_PROBLEM 1_. Filter the records below, copying out every line that contains the string "roof".

_ARTICLE_.
Skip to content

Latest commit

 

History

History
62 lines (40 loc) · 3.16 KB

PROBLEM2.5.md

File metadata and controls

62 lines (40 loc) · 3.16 KB

Home | Lecture 2 | Problem 2.1 | Problem 2.2 | Problem 2.3 | Problem 2.4 | Problem 2.5

Nutrition Facts

The U.S. Food & Drug Adminstration (FDA) offers downloadable/printable posters that “show nutrition information for the 20 most frequently consumed raw fruits … in the United States. Retail stores are welcome to download the posters, print, display and/or distribute them to consumers in close proximity to the relevant foods in the stores.”

In a file called nutrition.py, implement a program that prompts consumers users to input a fruit (case-insensitively) and then outputs the number of calories in one portion of that fruit, per the FDA’s poster for fruits, which is also available as text. Capitalization aside, assume that users will input fruits exactly as written in the poster (e.g., strawberries, not strawberry). Ignore any input that isn’t a fruit.

Hints

  • Rather than use a conditional with 20 Boolean expressions, one for each fruit, better to use a dict to associate a fruit with its calories!

  • If k is a str and d is a dict, you can check whether k is a key in d with code like:

      if k in d:
      	...
  • Take care to output the fruit’s calories, not calories from fat!

Before You Begin

From the root of your repository execute cd 2-Loops So your current working directory is ...

	/2-Loops $:

Next execute

	mkdir nutrition

to make a folder called nutrition in your codespace.

Then execute

	cd nutrition

to change directories into that folder. You should now see your terminal prompt as /2-Loops/nutrition $. You can now execute

	code nutrition.py

to make a file called nutrition.py where you’ll write your program.

_PROBLEM 2_. In the Nutrition Facts problem above, what data structure do the hints recommend for associating each fruit with its calories?

_DATA TO USE_.
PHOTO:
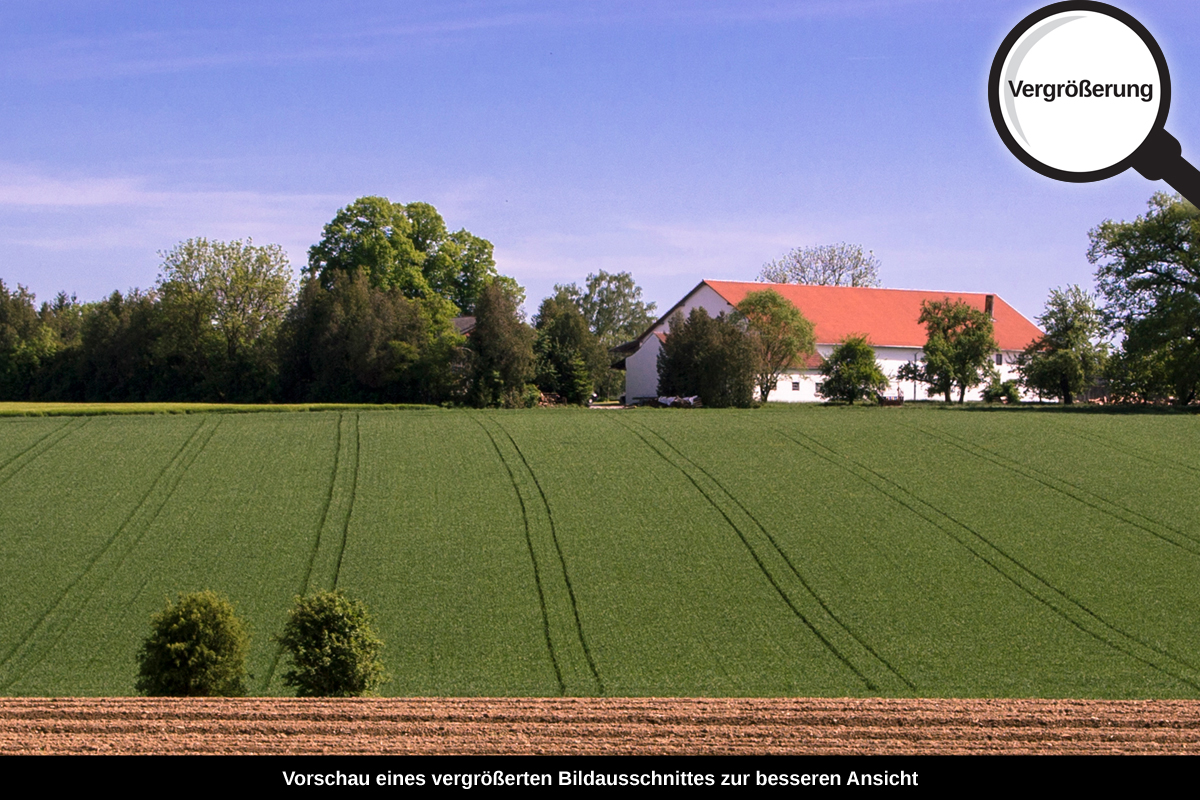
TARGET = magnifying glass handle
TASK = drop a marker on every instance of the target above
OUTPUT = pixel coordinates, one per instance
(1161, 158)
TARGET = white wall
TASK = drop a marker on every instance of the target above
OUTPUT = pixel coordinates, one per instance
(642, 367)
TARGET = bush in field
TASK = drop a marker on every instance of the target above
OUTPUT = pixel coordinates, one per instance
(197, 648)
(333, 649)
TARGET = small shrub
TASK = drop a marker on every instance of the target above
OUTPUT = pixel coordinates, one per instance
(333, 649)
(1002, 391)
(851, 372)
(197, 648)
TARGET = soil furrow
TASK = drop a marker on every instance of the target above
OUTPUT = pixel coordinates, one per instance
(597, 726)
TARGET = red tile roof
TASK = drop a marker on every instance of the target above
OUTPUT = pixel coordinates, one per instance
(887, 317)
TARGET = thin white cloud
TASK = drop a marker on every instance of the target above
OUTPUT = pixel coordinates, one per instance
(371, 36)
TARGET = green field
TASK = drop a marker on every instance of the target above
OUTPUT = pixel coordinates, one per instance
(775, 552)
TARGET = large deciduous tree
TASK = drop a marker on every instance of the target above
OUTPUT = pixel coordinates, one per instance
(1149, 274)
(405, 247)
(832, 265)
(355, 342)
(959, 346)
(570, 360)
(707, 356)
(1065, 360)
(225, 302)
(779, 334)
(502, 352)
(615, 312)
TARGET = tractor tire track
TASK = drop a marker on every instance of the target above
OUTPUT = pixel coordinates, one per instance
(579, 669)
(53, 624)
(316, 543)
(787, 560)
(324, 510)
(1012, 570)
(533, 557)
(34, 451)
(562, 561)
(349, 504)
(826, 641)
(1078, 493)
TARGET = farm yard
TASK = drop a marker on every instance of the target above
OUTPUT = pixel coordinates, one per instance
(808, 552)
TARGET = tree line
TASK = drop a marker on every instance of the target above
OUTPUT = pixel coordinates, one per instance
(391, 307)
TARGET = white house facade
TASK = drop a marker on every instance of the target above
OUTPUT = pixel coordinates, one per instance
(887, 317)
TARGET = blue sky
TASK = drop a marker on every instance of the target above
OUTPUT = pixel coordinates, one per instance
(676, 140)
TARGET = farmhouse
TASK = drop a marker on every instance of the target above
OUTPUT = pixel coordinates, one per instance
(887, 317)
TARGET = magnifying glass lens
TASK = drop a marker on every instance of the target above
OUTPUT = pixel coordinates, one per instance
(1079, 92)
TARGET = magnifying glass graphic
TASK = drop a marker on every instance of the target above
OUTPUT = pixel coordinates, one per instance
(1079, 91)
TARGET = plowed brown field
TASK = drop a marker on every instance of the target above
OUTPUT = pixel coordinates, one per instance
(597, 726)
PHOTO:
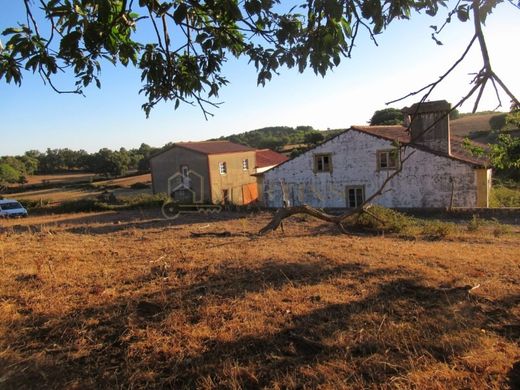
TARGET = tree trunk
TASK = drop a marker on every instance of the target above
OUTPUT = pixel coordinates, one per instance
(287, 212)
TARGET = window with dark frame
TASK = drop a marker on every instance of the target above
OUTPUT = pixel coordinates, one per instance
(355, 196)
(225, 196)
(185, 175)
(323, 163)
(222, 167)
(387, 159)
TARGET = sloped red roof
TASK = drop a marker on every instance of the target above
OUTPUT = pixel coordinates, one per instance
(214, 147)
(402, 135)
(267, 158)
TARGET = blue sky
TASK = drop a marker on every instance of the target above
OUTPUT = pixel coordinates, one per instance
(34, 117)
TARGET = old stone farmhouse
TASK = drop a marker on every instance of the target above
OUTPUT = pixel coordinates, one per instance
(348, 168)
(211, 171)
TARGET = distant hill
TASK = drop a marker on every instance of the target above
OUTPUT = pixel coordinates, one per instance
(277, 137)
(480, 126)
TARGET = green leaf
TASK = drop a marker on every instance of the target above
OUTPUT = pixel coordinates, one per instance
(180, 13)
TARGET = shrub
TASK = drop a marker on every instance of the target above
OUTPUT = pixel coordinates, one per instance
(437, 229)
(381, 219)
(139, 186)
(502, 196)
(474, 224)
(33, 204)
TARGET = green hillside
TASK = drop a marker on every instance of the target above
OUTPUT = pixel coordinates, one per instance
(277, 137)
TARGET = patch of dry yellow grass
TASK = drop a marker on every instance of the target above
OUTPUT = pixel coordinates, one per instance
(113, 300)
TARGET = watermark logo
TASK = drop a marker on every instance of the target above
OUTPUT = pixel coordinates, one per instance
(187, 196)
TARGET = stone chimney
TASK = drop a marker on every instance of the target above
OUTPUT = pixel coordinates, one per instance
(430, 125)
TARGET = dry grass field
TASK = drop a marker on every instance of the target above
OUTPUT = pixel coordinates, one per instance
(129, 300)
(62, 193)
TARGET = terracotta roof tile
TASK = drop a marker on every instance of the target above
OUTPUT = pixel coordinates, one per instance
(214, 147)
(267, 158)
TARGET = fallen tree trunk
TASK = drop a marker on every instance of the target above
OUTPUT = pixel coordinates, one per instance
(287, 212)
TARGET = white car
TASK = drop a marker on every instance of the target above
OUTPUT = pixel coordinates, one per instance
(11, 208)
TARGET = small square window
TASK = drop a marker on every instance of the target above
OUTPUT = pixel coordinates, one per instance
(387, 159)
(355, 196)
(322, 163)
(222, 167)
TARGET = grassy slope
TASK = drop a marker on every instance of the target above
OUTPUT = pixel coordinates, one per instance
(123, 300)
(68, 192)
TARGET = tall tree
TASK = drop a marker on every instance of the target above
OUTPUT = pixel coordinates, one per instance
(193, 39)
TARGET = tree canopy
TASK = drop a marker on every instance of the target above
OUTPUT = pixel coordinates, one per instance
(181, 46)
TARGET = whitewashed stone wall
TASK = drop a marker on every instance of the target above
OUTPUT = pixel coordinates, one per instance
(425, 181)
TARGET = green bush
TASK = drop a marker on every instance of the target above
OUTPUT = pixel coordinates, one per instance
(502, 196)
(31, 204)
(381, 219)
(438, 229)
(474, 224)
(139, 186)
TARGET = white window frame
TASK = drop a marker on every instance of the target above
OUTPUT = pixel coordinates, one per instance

_FINISHED ANSWER 1_.
TARGET = red tile roof
TARGET = sloped red roof
TARGET = terracotta roof tile

_FINISHED ANSWER 2_. A dict.